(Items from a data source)
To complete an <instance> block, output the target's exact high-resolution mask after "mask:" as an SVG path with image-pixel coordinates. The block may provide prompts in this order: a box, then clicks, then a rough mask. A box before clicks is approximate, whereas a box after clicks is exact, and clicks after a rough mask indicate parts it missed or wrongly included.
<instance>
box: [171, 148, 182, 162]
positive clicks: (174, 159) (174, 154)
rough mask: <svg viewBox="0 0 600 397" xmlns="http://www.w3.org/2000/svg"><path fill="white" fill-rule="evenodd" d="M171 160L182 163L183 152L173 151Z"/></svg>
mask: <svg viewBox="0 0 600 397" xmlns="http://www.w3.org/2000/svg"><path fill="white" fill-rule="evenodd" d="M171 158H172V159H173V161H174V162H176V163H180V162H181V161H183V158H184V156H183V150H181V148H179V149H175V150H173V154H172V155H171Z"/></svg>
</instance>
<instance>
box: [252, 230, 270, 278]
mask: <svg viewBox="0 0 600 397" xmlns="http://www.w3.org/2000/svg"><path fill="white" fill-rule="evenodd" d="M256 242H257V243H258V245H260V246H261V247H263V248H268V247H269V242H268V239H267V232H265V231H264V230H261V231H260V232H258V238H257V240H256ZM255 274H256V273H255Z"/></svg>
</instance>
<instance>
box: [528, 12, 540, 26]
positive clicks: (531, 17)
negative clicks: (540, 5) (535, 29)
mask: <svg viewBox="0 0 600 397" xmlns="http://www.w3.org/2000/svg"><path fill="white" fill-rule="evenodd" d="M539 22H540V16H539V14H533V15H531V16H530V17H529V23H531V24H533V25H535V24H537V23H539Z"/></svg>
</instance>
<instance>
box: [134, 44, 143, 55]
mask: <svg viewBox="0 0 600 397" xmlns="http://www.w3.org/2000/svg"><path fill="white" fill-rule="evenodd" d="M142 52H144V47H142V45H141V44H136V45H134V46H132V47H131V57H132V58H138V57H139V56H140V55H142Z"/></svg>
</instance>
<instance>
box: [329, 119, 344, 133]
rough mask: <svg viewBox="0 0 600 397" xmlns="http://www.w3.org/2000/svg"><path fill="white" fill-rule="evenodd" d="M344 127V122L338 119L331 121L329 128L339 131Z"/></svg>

[Your assignment] Give back every entry, word for word.

[Written reply]
To complete an <instance> block, output the target's exact high-resolution mask after "mask:" as an SVG path with image-pixel coordinates. The block may provide prompts in this order: a box, then clicks, then a rough mask. A box before clicks is approximate, whereas a box after clicks is exact, and clicks after a rough mask indicate parts it missed or wrongly included.
<instance>
box: [171, 148, 182, 162]
positive clicks: (174, 159) (174, 154)
rough mask: <svg viewBox="0 0 600 397" xmlns="http://www.w3.org/2000/svg"><path fill="white" fill-rule="evenodd" d="M171 160L182 163L183 152L173 151Z"/></svg>
mask: <svg viewBox="0 0 600 397" xmlns="http://www.w3.org/2000/svg"><path fill="white" fill-rule="evenodd" d="M171 158H172V159H173V161H174V162H176V163H180V162H181V161H183V158H184V156H183V150H181V148H179V149H175V150H173V154H172V155H171Z"/></svg>
</instance>
<instance>
box: [252, 230, 270, 278]
mask: <svg viewBox="0 0 600 397" xmlns="http://www.w3.org/2000/svg"><path fill="white" fill-rule="evenodd" d="M256 242H257V243H258V245H260V246H261V247H263V248H268V247H269V242H268V239H267V232H265V231H264V230H261V231H260V232H258V238H257V240H256ZM255 274H256V273H255Z"/></svg>
</instance>
<instance>
box: [528, 12, 540, 26]
positive clicks: (531, 17)
negative clicks: (540, 5) (535, 29)
mask: <svg viewBox="0 0 600 397" xmlns="http://www.w3.org/2000/svg"><path fill="white" fill-rule="evenodd" d="M539 22H540V16H539V14H533V15H531V16H530V17H529V23H531V24H533V25H535V24H537V23H539Z"/></svg>
</instance>
<instance>
box: [134, 44, 143, 55]
mask: <svg viewBox="0 0 600 397" xmlns="http://www.w3.org/2000/svg"><path fill="white" fill-rule="evenodd" d="M142 52H144V47H142V45H141V44H136V45H134V46H132V47H131V57H132V58H138V57H139V56H140V55H142Z"/></svg>
</instance>
<instance>
box: [329, 119, 344, 133]
rough mask: <svg viewBox="0 0 600 397" xmlns="http://www.w3.org/2000/svg"><path fill="white" fill-rule="evenodd" d="M344 127V122L338 119L331 121L329 128L339 131Z"/></svg>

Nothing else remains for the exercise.